=== TASK STATEMENT ===
Please repeat the data in full, character for character.

[Start of Attachment]

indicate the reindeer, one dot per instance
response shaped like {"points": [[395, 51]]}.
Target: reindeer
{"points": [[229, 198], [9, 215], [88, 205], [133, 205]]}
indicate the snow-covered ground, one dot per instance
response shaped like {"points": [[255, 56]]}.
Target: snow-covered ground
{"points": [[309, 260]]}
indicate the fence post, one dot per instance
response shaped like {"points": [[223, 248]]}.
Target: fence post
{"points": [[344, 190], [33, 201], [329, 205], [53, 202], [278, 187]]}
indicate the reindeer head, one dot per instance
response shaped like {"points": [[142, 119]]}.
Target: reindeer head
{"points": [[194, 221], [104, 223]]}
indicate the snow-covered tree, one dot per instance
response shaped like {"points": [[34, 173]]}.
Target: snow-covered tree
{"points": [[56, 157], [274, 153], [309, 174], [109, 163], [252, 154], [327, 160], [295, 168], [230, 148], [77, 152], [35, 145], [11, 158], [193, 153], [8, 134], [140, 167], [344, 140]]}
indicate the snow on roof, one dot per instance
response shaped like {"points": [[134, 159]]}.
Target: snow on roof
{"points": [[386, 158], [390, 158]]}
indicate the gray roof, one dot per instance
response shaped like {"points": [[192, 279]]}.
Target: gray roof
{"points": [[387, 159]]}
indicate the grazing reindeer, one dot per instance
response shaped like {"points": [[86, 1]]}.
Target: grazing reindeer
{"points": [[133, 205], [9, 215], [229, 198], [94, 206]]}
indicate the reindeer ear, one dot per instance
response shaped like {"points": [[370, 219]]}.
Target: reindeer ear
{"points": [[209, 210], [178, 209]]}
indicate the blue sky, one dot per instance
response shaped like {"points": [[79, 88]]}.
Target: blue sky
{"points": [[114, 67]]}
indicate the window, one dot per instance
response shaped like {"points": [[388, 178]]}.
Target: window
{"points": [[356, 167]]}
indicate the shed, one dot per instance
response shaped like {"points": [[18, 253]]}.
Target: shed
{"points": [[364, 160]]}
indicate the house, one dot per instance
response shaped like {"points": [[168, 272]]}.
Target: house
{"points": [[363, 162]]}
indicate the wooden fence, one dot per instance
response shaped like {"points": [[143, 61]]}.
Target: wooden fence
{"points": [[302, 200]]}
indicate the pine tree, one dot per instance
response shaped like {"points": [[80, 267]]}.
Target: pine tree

[End of Attachment]

=== YOUR RESPONSE ===
indicate the reindeer, one dot per instance
response shaped like {"points": [[395, 51]]}.
Target: reindeer
{"points": [[229, 198], [9, 215], [88, 205], [133, 205]]}
indicate the snow-covered ground, one dot per instance
response shaped like {"points": [[255, 56]]}.
Target: snow-covered ground
{"points": [[309, 260]]}
indicate the fence post, one dot per instance
response shaped like {"points": [[223, 248]]}.
Target: fence post
{"points": [[344, 190], [33, 201], [329, 205], [53, 202], [278, 187]]}
indicate the reindeer head, one dot per instance
response shaped like {"points": [[142, 119]]}.
Target: reindeer head
{"points": [[194, 221], [104, 223]]}
indicate the snow-covered tree, one dot per instance
response shaped like {"points": [[34, 173]]}.
Target: snow-covered tree
{"points": [[56, 157], [274, 153], [309, 174], [109, 163], [252, 154], [327, 160], [295, 168], [230, 148], [77, 152], [35, 145], [11, 158], [193, 153], [8, 134], [140, 167], [344, 140]]}
indicate the snow on roof, one dot per instance
response shaped like {"points": [[134, 159]]}.
Target: snow on roof
{"points": [[386, 158], [390, 158]]}
indicate the gray roof, one dot per instance
response shaped like {"points": [[192, 279]]}.
Target: gray roof
{"points": [[387, 159]]}
indicate the grazing reindeer, one dot per instance
response shaped like {"points": [[86, 1]]}.
Target: grazing reindeer
{"points": [[133, 205], [9, 215], [229, 198], [94, 206]]}
indicate the reindeer ear, one dot per instance
response shaped like {"points": [[370, 219]]}.
Target: reindeer ear
{"points": [[209, 210], [178, 209]]}
indicate the blue sky, one dot per instance
response shaped like {"points": [[79, 88]]}.
Target: blue sky
{"points": [[114, 67]]}
indicate the window, one dot per instance
response shaped like {"points": [[388, 178]]}.
Target: window
{"points": [[356, 167]]}
indicate the shed, one dot per instance
response shaped like {"points": [[18, 253]]}.
Target: shed
{"points": [[364, 160]]}
indicate the house, one dot per instance
response shaped like {"points": [[168, 272]]}.
Target: house
{"points": [[363, 162]]}
indicate the wooden fence, one dot per instance
response shaped like {"points": [[143, 61]]}.
Target: wooden fence
{"points": [[302, 200]]}
indicate the pine tree, one dot per instance
response shaped like {"points": [[80, 267]]}.
Target: pine tree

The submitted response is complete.